__Data in this exercise__:
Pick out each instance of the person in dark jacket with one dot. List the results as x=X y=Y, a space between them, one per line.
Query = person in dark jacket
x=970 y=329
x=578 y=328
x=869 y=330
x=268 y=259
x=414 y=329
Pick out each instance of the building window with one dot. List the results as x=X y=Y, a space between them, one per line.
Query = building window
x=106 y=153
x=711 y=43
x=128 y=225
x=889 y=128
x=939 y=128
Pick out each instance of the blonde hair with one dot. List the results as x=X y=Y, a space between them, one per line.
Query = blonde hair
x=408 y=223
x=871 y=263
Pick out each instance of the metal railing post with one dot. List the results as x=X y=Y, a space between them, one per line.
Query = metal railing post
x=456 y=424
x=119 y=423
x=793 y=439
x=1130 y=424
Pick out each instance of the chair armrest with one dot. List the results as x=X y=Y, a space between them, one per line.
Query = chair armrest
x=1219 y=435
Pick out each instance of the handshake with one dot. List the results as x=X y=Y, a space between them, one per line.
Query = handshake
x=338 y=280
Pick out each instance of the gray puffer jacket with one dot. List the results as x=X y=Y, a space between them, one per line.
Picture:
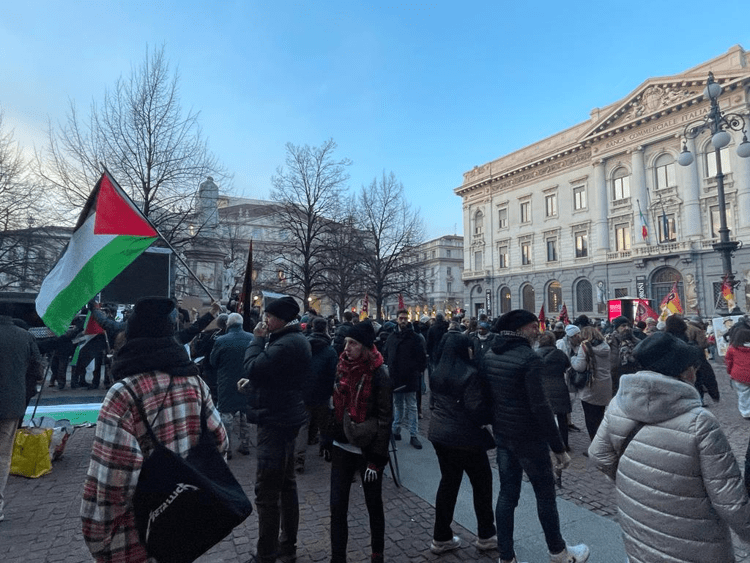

__Exercise__: Quote verbatim the part of the material that opens with the line containing "Pick out each instance of the handshake" and runs through the end of the material, omitting the pictures.

__Answer to this problem__:
Pick out each instance of the handshake with one dot. List the results as x=X y=Y, a space between them, one per line.
Query = handshake
x=338 y=280
Pick out each instance of the gray puffer jacket with one dot. List the results as x=X y=Y, a space between them, one per line.
Picture:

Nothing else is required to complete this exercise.